▸ **WRITTEN PROBLEM**:
Arrange the following entries as a Markdown table with the columns "No." and "Line", giving each non-blank line its own numbered row. Begin at the line that contains "Quick — box the metal frame" and stop after the line that contains "[3, 1, 599, 407]".

Stored dataset entries:
+ + + +

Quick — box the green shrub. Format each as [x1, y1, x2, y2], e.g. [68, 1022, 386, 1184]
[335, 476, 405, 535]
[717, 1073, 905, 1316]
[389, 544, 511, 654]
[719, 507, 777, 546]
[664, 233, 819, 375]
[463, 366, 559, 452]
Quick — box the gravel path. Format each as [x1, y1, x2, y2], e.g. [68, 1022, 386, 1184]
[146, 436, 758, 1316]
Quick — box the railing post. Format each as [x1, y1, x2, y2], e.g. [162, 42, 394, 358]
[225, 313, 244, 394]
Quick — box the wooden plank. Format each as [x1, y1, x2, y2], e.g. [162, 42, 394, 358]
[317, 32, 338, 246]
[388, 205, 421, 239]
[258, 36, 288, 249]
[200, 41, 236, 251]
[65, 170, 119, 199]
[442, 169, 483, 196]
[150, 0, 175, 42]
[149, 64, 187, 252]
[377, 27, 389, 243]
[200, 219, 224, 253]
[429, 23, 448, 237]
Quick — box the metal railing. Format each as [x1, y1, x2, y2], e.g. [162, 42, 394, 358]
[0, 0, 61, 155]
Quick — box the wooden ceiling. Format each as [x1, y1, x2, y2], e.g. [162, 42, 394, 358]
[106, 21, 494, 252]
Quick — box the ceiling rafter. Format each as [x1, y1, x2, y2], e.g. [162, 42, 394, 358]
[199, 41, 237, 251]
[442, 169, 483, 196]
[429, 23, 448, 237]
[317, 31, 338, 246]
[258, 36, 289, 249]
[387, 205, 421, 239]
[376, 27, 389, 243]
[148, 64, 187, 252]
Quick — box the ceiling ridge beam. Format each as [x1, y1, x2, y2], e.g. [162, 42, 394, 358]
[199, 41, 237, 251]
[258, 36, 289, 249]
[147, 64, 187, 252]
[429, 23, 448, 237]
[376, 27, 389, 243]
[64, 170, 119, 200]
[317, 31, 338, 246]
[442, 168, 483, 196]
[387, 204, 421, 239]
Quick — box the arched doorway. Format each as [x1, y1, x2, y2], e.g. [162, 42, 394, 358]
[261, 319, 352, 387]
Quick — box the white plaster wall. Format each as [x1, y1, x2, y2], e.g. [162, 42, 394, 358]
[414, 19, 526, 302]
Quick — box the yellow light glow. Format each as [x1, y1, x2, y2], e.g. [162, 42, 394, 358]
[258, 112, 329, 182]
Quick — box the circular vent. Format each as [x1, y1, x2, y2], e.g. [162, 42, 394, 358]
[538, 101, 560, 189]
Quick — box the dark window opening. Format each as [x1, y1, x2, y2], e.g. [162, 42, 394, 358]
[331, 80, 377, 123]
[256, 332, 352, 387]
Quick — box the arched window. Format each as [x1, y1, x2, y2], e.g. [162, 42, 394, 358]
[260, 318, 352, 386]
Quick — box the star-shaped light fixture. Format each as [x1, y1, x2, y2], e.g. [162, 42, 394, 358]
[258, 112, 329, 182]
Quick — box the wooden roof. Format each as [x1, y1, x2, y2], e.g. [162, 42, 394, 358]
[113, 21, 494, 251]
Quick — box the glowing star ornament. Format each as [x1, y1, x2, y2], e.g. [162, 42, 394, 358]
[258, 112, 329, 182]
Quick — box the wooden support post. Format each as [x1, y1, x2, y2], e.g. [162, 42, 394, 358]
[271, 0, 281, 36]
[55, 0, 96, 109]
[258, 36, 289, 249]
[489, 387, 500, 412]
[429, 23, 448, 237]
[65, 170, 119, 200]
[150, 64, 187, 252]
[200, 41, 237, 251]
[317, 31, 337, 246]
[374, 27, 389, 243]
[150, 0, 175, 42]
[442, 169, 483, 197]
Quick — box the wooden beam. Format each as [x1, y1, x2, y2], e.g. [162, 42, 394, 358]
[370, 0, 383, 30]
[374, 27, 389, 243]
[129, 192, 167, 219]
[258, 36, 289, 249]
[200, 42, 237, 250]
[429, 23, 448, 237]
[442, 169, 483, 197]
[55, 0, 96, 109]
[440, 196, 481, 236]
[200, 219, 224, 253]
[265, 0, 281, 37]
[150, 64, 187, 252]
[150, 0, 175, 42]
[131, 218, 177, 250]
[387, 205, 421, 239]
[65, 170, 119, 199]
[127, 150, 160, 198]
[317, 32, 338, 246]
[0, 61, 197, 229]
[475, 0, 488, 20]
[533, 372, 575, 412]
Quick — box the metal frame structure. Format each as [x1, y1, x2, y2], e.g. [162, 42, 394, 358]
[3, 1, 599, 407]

+ + + +

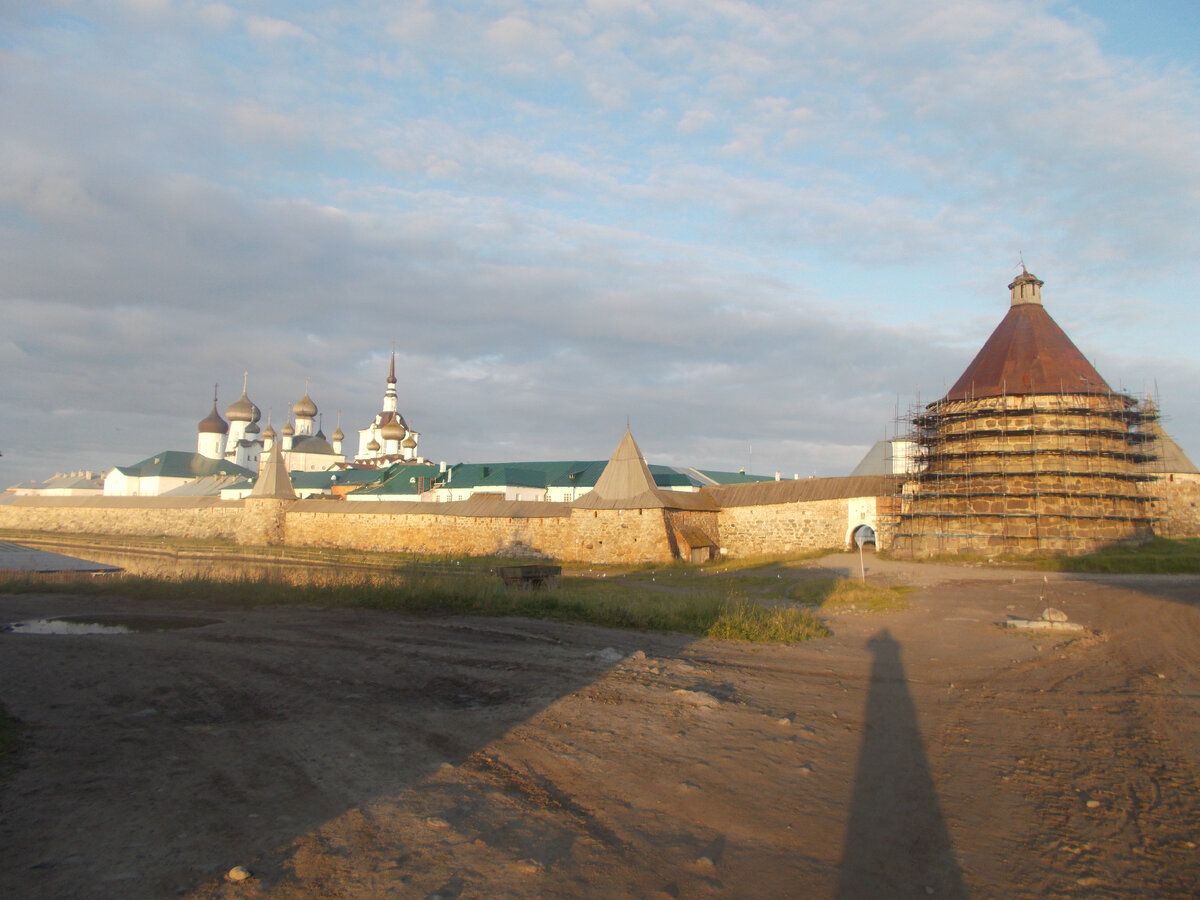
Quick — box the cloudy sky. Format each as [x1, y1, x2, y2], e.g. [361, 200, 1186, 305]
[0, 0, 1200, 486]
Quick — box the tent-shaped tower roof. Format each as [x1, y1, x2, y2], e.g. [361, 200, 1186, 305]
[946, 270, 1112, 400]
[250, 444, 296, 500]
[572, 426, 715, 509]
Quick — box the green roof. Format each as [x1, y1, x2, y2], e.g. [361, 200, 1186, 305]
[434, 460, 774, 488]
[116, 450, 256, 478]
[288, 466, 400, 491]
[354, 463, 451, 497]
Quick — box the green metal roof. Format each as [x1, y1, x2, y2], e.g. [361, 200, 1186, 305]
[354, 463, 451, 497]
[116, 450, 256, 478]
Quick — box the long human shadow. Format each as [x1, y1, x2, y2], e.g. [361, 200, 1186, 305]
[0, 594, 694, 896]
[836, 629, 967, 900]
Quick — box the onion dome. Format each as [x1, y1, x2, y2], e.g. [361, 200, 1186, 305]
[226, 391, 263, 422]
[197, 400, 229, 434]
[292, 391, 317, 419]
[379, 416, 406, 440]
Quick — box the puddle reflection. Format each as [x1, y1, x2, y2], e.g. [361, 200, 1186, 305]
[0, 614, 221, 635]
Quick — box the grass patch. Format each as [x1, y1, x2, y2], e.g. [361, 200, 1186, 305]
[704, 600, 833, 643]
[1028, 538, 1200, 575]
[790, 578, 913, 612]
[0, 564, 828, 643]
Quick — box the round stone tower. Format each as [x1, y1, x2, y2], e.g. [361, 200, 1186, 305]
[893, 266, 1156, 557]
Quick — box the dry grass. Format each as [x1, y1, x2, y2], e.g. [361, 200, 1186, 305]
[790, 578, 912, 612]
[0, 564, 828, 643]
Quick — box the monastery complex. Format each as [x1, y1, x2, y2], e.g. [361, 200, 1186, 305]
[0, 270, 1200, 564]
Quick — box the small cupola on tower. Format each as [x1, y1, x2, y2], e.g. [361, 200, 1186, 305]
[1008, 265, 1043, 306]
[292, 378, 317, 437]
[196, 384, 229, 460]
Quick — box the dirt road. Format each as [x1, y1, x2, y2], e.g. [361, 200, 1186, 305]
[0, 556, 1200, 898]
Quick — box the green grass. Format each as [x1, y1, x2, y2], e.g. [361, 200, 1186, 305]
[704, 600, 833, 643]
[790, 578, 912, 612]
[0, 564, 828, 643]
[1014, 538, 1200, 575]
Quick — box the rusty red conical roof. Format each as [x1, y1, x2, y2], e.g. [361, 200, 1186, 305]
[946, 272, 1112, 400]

+ + + +

▸ **REPLY**:
| No. | Line |
|---|---|
| 1 | Quick — box the metal frame structure. Format each as [x1, y1, x2, y2], e.g. [162, 42, 394, 358] |
| 2 | [3, 1, 599, 407] |